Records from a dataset

──────────

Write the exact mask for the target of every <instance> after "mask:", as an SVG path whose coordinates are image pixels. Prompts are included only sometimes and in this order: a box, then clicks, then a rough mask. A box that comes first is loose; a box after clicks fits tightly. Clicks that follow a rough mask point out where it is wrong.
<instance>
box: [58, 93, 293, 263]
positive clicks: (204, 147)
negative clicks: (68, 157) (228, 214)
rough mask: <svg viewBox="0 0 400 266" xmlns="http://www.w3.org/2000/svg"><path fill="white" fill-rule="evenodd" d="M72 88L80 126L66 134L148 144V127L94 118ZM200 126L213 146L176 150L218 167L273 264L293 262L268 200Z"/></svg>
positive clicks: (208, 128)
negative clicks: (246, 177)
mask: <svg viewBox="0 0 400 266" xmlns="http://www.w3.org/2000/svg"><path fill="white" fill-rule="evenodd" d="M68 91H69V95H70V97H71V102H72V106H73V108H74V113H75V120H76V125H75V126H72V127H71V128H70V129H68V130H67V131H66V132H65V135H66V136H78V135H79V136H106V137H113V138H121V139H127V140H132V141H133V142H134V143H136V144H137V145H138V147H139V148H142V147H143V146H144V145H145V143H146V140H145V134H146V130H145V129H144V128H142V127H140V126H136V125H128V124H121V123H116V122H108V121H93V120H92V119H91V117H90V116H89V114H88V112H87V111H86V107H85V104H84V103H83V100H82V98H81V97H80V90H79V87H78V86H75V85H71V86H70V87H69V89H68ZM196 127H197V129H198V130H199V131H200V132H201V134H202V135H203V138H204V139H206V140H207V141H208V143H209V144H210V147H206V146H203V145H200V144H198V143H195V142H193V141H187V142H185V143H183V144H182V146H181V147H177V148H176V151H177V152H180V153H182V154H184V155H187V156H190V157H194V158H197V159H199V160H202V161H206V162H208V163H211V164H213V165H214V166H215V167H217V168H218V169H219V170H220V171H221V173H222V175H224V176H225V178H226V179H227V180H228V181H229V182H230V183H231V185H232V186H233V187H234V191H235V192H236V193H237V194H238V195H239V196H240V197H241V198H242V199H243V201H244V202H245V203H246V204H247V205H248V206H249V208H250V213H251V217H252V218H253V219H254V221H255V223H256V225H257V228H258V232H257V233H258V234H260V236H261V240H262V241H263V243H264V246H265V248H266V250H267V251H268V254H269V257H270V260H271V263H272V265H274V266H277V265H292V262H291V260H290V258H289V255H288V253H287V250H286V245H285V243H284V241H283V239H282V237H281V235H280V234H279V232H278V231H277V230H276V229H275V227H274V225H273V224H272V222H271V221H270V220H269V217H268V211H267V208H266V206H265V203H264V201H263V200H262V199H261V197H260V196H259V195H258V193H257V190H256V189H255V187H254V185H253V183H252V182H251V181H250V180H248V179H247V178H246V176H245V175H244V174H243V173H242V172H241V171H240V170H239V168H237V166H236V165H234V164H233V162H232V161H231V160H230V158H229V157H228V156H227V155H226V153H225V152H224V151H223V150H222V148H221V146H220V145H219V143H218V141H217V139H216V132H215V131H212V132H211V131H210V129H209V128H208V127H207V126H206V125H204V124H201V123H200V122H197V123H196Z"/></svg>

──────────

### WHAT THIS TASK INVOLVES
Recast the records above as a JSON list of strings, one string per line, leaving out any blank lines.

### EXERCISE SOLUTION
[
  "Write the exact mask for the target of every <instance> after \"mask:\", as an SVG path whose coordinates are image pixels. Prompts are included only sometimes and in this order: a box, then clicks, then a rough mask. A box that comes first is loose; a box after clicks fits tightly. Clicks that follow a rough mask point out where it is wrong.",
  "<instance>",
  "box: [58, 93, 293, 263]",
  "positive clicks: (204, 147)",
  "negative clicks: (68, 157) (228, 214)",
  "rough mask: <svg viewBox=\"0 0 400 266\" xmlns=\"http://www.w3.org/2000/svg\"><path fill=\"white\" fill-rule=\"evenodd\" d=\"M72 88L80 126L66 134L148 144V127L94 118ZM200 126L213 146L176 150L218 167L273 264L293 262L268 200Z\"/></svg>",
  "positive clicks: (208, 128)",
  "negative clicks: (246, 177)",
  "mask: <svg viewBox=\"0 0 400 266\" xmlns=\"http://www.w3.org/2000/svg\"><path fill=\"white\" fill-rule=\"evenodd\" d=\"M68 91H69V95H70V97H71V102H72V106H73V108H74V113H75V120H76V125H75V126H72V127H71V128H70V129H68V130H67V131H66V132H65V135H66V136H78V135H79V136H106V137H113V138H121V139H127V140H132V141H133V142H134V143H136V144H137V145H138V147H139V148H142V147H143V146H144V145H145V143H146V140H145V134H146V130H145V129H144V128H142V127H140V126H136V125H128V124H121V123H116V122H108V121H93V120H92V119H91V117H90V116H89V114H88V112H87V111H86V107H85V104H84V103H83V100H82V98H81V97H80V90H79V87H78V86H75V85H71V86H70V87H69V89H68ZM196 127H197V129H198V130H199V131H200V132H201V134H202V135H203V138H204V139H206V140H207V141H208V143H209V144H210V147H206V146H203V145H200V144H198V143H195V142H193V141H187V142H185V143H183V144H182V146H181V147H177V148H176V151H177V152H180V153H182V154H184V155H187V156H190V157H194V158H197V159H199V160H202V161H206V162H208V163H211V164H213V165H214V166H215V167H217V168H218V169H219V170H220V171H221V173H222V175H224V176H225V178H226V179H227V180H228V181H229V182H230V183H231V185H232V186H233V187H234V191H235V192H236V193H237V194H238V195H239V196H240V197H241V198H242V199H243V201H244V202H245V203H246V204H247V205H248V206H249V208H250V213H251V217H252V218H253V219H254V221H255V223H256V225H257V228H258V232H257V233H258V234H260V236H261V240H262V241H263V243H264V246H265V248H266V250H267V251H268V254H269V257H270V260H271V263H272V265H274V266H277V265H292V262H291V260H290V258H289V255H288V253H287V250H286V245H285V243H284V241H283V239H282V237H281V235H280V234H279V232H278V231H277V230H276V229H275V227H274V225H273V224H272V222H271V221H270V220H269V217H268V211H267V208H266V206H265V203H264V201H263V200H262V199H261V197H260V196H259V195H258V193H257V190H256V189H255V187H254V185H253V183H252V182H251V181H250V180H248V179H247V178H246V176H245V175H244V174H243V173H242V172H241V171H240V170H239V168H237V166H236V165H234V164H233V162H232V161H231V160H230V158H229V157H228V156H227V155H226V153H225V152H224V151H223V150H222V148H221V146H220V145H219V143H218V141H217V139H216V132H215V131H212V132H211V131H210V129H209V128H208V127H207V126H206V125H204V124H201V123H200V122H197V123H196Z\"/></svg>"
]